## Task requirements
Which lines below contain the string "yellow"? Show each such line in full, matching case exactly.

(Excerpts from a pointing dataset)
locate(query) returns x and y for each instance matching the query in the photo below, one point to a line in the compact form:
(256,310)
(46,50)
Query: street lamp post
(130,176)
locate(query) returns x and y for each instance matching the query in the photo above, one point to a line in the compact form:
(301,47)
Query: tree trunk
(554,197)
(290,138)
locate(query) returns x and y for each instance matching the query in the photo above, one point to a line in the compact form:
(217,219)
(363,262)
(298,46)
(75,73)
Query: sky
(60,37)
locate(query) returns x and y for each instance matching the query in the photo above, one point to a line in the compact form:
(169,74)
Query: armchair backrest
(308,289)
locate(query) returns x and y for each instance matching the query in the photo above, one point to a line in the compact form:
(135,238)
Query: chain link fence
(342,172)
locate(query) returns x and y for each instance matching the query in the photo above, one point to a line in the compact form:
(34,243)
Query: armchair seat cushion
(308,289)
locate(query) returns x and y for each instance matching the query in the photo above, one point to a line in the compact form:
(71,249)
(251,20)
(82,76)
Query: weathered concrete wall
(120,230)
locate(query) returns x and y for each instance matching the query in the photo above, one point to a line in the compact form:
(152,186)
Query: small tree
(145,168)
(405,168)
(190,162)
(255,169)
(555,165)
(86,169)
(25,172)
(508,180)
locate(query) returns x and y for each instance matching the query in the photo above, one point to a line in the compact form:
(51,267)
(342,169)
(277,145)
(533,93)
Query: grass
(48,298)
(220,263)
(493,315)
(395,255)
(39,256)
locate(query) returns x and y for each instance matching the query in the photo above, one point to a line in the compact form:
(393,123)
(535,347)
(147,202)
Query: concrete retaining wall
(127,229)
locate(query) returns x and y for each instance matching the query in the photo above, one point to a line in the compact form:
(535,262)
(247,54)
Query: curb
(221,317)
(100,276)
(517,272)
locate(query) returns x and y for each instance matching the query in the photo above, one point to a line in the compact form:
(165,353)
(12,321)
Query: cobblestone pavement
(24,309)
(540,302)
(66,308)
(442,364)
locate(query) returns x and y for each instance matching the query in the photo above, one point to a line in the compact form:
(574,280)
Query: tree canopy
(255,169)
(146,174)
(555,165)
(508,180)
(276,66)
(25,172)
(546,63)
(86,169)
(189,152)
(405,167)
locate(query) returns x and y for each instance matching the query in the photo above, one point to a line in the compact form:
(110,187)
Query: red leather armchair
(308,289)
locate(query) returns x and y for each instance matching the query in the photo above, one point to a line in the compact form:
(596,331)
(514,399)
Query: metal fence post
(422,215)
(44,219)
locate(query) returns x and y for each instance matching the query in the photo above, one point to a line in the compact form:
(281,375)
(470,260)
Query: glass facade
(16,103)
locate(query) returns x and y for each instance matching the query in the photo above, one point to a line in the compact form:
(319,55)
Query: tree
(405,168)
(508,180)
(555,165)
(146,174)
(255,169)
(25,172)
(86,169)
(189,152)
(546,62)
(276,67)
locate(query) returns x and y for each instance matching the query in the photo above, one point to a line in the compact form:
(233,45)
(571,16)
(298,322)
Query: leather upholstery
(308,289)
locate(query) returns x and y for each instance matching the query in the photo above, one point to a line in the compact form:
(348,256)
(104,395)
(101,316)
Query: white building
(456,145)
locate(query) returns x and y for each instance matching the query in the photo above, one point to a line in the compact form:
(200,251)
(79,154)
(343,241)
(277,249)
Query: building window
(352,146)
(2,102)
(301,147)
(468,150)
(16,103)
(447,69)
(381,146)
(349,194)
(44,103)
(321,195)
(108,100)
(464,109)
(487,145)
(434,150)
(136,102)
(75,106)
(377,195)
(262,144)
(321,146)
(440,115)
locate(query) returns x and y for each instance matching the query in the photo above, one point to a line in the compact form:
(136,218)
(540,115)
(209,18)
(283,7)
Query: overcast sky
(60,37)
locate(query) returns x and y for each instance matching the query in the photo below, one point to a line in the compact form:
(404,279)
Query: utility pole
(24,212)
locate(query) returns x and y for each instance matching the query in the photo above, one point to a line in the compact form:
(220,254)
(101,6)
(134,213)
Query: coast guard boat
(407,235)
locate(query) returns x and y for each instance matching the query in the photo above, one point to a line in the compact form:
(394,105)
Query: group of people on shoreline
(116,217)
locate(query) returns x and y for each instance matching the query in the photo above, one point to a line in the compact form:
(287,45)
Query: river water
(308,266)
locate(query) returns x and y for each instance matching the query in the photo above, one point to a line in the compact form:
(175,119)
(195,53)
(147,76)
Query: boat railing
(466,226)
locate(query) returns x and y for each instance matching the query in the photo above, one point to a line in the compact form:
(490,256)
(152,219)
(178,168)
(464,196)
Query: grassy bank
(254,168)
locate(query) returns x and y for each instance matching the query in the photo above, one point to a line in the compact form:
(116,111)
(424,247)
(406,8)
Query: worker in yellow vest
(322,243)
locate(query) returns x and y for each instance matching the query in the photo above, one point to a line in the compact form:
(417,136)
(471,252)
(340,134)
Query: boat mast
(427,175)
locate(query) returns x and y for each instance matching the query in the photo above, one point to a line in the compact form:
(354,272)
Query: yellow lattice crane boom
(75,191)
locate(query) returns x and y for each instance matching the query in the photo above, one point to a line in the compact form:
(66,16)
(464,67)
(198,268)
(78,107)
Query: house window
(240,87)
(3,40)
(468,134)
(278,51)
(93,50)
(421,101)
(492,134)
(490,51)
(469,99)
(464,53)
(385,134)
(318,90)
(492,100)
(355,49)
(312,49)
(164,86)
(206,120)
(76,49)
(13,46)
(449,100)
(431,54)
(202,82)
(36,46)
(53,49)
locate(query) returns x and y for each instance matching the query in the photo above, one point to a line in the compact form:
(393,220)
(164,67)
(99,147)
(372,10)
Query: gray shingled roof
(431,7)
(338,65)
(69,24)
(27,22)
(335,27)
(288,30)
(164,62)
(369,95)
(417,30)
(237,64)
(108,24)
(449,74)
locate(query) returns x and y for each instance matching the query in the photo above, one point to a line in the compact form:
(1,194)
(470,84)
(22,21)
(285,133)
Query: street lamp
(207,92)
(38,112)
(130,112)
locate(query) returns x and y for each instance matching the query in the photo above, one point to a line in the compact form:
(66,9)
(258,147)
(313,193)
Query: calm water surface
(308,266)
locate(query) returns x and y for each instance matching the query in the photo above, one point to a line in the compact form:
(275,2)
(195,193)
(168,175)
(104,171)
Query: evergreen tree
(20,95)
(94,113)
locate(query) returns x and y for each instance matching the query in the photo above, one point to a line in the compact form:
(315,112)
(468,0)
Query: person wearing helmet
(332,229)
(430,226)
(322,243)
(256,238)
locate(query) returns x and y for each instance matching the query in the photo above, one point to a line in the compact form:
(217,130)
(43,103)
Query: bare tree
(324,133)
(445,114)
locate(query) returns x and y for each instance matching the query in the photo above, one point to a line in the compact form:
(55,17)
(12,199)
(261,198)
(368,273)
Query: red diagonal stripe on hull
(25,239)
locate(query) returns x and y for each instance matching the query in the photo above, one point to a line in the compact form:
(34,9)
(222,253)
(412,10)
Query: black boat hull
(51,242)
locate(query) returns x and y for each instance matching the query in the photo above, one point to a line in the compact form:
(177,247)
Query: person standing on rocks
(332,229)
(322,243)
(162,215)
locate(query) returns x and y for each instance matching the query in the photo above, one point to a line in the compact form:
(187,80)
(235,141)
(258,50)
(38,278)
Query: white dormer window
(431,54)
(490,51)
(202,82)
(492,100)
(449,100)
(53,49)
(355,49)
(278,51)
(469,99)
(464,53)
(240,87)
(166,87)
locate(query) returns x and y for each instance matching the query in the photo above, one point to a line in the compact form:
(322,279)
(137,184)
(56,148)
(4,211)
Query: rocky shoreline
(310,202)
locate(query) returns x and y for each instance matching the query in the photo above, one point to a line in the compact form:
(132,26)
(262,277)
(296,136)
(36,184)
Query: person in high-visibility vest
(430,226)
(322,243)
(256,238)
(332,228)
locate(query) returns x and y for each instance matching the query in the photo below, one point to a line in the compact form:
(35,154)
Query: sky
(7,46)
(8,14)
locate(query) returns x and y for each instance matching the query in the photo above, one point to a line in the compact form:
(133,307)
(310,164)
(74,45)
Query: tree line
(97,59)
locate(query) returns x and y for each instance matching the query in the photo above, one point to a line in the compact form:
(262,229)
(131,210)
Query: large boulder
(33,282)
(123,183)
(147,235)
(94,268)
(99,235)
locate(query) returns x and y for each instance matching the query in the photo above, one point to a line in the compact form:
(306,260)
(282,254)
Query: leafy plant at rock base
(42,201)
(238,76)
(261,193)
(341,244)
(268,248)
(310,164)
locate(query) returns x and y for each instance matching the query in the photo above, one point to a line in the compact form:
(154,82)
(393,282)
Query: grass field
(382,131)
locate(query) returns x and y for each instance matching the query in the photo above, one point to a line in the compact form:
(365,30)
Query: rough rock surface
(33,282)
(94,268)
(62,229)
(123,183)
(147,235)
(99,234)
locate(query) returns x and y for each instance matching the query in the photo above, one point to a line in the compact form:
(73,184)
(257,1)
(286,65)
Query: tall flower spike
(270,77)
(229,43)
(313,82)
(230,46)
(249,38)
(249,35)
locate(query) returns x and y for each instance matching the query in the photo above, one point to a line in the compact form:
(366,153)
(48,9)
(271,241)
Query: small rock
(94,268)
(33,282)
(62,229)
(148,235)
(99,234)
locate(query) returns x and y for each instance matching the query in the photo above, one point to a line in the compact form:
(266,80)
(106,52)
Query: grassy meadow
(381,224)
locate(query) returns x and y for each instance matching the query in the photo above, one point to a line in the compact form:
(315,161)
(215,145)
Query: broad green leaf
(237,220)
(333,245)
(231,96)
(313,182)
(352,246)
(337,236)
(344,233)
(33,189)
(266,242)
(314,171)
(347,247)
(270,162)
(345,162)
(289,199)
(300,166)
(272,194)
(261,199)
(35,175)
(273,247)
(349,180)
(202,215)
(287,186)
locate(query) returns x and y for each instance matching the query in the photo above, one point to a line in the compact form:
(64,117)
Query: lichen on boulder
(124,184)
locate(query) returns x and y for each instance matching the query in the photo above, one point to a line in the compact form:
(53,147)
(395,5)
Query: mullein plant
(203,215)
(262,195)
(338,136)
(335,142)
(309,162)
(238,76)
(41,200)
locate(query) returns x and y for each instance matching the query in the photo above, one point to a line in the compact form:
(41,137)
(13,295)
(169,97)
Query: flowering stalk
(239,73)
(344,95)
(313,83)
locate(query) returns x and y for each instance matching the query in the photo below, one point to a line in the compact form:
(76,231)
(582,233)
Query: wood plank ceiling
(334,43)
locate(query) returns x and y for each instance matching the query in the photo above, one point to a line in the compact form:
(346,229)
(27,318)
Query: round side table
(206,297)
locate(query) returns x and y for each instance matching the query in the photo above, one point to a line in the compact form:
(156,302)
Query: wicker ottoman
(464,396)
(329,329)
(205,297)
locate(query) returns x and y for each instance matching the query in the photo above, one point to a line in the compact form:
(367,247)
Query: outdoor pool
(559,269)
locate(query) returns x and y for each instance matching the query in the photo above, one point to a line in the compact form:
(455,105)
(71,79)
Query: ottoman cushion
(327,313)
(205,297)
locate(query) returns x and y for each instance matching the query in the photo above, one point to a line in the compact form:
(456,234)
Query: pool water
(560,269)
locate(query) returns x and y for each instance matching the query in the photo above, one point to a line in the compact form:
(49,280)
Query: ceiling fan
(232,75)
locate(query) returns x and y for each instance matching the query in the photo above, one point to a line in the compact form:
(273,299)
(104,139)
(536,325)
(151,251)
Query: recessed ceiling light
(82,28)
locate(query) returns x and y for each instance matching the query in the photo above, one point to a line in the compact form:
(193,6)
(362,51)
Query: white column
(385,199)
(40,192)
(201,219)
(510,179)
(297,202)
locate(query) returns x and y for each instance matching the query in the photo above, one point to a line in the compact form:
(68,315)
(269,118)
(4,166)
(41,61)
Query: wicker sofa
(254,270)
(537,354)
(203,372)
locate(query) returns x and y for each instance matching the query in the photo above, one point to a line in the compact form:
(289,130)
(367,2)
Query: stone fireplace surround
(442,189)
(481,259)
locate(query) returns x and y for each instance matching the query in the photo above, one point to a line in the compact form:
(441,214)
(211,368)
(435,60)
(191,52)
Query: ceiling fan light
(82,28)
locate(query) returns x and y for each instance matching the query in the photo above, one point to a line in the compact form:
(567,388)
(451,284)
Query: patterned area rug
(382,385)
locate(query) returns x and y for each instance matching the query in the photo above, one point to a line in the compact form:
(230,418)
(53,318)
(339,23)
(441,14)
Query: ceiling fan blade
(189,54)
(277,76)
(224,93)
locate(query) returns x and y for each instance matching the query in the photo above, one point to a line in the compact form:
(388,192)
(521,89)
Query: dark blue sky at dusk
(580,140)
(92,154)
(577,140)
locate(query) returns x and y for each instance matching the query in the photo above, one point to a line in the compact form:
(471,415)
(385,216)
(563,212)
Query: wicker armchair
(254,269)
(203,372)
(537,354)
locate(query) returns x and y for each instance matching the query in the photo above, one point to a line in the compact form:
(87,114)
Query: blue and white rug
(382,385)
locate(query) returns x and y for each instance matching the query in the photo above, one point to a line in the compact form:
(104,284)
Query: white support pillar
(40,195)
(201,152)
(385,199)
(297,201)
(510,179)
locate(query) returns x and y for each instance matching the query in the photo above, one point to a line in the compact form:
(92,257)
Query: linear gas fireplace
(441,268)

## Reply
Query: worker in yellow vest
Query: yellow lattice crane boom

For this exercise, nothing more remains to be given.